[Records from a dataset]

--

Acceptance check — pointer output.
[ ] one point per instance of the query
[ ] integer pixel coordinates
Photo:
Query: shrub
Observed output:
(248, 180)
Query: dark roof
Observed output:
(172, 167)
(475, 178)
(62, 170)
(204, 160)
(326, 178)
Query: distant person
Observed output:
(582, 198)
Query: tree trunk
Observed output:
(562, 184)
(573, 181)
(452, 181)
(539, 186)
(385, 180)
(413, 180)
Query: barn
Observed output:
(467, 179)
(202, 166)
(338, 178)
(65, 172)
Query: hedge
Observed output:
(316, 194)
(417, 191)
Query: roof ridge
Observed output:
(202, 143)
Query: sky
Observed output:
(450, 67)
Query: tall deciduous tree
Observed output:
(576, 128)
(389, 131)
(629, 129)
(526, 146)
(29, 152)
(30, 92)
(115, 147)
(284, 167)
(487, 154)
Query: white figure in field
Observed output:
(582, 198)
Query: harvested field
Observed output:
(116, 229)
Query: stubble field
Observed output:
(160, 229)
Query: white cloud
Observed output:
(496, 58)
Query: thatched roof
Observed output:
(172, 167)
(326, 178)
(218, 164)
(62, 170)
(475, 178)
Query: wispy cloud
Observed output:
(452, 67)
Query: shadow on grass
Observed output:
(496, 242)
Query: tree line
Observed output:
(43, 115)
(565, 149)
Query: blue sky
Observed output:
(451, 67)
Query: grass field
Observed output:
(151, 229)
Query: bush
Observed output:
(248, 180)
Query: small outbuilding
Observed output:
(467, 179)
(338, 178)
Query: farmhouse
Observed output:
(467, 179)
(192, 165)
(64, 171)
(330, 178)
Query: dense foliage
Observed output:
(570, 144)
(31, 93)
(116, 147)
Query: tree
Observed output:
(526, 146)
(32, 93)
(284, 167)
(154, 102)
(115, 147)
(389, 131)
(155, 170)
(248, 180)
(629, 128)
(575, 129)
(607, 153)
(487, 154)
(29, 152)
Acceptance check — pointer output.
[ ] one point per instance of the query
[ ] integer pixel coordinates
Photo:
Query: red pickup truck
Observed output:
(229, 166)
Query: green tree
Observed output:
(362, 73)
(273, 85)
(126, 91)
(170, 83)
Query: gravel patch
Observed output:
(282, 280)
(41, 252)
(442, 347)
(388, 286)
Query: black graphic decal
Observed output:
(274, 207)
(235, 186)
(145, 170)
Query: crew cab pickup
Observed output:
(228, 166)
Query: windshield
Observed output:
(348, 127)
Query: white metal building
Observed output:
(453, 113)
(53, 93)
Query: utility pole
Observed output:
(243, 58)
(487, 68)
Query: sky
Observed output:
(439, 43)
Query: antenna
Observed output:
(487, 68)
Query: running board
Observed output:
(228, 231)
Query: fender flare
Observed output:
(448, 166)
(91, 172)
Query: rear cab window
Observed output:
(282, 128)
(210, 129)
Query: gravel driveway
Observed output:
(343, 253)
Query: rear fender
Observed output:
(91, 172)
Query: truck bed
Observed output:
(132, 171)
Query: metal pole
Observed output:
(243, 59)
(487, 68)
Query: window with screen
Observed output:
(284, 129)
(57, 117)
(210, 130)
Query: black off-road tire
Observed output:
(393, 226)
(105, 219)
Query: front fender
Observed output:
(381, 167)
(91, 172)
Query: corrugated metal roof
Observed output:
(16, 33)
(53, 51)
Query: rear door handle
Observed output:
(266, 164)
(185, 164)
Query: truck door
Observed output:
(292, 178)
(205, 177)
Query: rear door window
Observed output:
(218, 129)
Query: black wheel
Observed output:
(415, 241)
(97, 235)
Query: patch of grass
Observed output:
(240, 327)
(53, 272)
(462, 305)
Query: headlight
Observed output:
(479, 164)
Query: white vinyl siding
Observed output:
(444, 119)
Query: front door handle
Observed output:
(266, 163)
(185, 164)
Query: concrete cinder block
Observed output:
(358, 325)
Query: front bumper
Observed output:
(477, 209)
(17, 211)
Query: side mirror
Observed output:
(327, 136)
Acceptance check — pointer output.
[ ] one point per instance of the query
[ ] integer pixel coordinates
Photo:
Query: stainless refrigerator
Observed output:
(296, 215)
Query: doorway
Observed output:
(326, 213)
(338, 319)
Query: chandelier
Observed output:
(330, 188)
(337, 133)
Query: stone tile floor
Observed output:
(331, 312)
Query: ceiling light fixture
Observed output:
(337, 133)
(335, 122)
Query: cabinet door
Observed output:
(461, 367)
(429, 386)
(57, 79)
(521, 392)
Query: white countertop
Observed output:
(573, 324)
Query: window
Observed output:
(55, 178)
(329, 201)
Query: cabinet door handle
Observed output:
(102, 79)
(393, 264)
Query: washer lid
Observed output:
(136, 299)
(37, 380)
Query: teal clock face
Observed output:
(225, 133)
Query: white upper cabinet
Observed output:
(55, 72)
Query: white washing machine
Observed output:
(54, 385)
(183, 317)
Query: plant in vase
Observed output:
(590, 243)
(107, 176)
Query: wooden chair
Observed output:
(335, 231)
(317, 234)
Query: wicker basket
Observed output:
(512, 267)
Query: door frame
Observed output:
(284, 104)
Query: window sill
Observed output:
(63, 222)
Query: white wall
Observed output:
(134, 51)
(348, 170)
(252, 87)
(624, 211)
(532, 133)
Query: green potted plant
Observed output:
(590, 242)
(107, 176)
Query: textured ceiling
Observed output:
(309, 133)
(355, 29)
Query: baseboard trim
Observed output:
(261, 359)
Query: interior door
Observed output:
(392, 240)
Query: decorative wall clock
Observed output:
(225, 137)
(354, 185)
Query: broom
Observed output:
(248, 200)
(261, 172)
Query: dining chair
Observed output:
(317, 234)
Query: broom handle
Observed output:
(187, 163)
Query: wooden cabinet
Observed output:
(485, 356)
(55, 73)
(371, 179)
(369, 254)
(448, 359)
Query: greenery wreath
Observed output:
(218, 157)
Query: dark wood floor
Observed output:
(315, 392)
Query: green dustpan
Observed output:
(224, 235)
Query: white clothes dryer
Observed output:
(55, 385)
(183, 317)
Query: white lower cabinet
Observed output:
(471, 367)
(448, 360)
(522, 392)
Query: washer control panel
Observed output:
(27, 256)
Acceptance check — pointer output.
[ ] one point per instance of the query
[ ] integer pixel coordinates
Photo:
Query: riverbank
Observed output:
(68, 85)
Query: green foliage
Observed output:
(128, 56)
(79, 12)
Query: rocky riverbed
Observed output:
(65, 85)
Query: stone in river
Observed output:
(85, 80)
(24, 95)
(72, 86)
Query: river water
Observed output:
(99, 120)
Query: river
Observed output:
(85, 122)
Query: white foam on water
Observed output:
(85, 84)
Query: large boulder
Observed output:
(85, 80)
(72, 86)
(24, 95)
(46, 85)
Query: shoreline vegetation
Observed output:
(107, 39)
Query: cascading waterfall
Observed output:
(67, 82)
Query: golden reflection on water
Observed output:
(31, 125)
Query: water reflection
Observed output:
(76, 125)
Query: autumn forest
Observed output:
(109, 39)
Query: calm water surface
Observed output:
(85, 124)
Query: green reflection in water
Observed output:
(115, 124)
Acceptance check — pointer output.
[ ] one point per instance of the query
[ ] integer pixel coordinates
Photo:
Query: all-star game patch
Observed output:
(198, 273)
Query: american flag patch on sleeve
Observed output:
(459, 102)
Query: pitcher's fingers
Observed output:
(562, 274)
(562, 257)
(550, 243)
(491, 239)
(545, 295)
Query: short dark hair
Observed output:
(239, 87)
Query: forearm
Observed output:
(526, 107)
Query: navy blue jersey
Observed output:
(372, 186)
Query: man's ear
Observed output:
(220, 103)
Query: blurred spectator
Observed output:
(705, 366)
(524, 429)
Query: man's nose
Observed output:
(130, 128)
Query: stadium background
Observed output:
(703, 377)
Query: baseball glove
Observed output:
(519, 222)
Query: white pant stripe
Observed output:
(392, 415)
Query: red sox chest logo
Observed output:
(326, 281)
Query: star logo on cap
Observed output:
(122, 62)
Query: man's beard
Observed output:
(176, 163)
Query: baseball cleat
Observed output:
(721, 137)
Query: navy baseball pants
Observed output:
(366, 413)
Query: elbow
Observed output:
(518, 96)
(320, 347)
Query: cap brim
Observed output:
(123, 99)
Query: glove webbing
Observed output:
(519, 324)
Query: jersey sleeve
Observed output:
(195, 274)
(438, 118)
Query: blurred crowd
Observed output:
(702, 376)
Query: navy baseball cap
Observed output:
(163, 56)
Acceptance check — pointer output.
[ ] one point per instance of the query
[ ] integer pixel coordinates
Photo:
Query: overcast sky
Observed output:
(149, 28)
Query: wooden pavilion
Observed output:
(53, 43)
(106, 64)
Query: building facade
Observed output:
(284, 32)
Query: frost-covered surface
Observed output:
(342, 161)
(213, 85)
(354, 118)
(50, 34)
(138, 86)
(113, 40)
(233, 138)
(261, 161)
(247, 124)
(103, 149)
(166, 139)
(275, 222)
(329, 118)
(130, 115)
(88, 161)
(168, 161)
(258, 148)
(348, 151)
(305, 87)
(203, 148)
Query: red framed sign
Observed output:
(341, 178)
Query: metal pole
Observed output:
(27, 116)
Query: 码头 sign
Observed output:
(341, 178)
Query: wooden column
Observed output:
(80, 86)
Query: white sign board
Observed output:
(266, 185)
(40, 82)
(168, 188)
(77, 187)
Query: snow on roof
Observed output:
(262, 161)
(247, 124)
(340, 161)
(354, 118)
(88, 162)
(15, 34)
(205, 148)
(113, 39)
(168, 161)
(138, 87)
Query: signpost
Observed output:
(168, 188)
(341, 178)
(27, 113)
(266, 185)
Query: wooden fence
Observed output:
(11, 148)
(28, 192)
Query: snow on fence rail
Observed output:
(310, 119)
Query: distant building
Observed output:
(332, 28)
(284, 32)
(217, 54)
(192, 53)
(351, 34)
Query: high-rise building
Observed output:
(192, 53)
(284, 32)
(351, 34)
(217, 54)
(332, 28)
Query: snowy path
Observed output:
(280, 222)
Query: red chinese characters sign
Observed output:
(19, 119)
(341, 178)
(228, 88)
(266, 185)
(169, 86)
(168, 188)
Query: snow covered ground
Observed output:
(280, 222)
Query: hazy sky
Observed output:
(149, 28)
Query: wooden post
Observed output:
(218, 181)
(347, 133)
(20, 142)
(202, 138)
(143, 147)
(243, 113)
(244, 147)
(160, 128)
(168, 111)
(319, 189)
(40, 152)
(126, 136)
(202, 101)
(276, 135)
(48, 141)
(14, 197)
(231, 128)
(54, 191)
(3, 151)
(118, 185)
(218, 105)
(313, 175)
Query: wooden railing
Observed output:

--

(What you have to do) Using the records above, count the lines that hold the string "tree", and give back only the result.

(Your solution) 5